The task>
Count the lines in the entries below that contain the string "deck", where case matters, and give only the number.

Records provided>
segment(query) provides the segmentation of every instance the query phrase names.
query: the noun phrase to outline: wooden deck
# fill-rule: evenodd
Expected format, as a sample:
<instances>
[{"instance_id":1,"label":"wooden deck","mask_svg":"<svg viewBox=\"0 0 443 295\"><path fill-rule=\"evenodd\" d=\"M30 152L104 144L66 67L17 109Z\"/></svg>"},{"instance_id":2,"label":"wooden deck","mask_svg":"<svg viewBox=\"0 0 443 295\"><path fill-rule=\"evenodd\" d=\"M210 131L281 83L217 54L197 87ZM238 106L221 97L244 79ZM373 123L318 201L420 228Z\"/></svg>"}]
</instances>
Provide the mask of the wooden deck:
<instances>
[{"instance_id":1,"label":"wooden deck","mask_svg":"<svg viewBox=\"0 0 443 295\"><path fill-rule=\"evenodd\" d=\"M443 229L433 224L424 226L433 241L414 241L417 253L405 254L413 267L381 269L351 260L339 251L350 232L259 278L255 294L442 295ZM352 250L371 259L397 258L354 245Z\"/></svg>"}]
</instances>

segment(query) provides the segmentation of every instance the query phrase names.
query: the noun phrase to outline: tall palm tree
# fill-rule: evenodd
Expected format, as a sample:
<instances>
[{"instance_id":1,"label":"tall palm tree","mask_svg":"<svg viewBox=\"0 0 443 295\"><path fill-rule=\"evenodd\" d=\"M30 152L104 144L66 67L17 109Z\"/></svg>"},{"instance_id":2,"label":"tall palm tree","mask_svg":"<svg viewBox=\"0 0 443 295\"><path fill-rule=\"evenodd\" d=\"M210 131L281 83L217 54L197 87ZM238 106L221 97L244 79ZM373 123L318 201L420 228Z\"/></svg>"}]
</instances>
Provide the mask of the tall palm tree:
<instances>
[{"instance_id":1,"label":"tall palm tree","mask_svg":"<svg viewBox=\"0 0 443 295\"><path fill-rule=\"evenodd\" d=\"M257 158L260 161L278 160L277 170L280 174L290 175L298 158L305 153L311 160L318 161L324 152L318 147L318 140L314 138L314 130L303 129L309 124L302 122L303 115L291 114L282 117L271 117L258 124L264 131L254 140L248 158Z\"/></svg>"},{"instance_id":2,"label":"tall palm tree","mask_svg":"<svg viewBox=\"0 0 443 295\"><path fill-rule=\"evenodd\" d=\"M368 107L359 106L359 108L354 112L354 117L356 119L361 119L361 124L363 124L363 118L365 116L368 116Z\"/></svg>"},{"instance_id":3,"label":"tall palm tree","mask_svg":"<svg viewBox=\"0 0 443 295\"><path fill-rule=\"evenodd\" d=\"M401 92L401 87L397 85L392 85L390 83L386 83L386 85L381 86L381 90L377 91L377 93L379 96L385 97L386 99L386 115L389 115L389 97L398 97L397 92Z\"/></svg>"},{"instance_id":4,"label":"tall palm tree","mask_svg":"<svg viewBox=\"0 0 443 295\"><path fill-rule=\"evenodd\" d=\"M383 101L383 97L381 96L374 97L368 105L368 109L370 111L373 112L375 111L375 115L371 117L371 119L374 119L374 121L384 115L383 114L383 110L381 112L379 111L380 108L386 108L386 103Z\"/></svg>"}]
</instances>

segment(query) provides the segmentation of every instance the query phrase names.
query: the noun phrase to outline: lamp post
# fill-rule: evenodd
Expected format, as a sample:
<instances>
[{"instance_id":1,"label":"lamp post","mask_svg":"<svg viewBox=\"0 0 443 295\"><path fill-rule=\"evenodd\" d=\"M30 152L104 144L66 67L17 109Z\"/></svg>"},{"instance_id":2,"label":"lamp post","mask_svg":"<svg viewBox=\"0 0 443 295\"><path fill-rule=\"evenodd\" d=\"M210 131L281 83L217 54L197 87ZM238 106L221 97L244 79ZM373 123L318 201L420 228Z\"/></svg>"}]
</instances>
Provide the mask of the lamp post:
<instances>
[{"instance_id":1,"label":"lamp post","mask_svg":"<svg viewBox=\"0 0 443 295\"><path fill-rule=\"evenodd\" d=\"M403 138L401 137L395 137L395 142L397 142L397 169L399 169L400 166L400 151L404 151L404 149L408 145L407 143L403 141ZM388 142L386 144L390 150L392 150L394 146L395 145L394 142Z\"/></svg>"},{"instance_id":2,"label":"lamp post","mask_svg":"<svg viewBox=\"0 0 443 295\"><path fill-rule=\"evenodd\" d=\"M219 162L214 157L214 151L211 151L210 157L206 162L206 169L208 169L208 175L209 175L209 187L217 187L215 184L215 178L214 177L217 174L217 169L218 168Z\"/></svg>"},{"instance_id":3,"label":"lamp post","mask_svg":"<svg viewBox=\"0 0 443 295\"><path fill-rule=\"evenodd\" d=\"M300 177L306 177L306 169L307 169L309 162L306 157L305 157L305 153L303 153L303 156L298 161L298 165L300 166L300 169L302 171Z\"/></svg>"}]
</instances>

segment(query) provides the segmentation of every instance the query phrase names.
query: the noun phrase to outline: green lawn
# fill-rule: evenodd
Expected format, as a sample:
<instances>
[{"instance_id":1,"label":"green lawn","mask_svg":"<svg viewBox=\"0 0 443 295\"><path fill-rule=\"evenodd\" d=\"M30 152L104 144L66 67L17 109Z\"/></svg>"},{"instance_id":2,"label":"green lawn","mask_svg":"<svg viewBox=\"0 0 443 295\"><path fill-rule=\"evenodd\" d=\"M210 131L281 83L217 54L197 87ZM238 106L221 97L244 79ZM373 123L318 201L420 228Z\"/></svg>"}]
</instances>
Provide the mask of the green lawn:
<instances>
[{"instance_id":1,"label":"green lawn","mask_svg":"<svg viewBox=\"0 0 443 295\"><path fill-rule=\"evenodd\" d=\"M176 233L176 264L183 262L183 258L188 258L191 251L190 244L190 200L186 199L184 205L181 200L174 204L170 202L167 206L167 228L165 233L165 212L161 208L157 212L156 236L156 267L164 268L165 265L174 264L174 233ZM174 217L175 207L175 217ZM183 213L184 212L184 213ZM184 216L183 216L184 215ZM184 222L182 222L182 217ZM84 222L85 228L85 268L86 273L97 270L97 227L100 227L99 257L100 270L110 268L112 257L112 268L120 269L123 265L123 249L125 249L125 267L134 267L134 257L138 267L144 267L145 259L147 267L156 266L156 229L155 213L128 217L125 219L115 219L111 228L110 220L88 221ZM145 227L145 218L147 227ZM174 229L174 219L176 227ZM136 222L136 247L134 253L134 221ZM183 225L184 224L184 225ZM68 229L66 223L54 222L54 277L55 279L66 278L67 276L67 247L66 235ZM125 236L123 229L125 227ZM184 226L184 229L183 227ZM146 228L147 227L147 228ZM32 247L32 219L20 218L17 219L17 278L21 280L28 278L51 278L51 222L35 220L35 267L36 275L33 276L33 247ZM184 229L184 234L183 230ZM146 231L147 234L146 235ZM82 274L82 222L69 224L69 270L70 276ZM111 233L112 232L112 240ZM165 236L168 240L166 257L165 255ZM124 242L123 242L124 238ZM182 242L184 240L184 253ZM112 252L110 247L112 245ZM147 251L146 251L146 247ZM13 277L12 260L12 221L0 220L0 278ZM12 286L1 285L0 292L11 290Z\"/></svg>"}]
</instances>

Result of this task>
4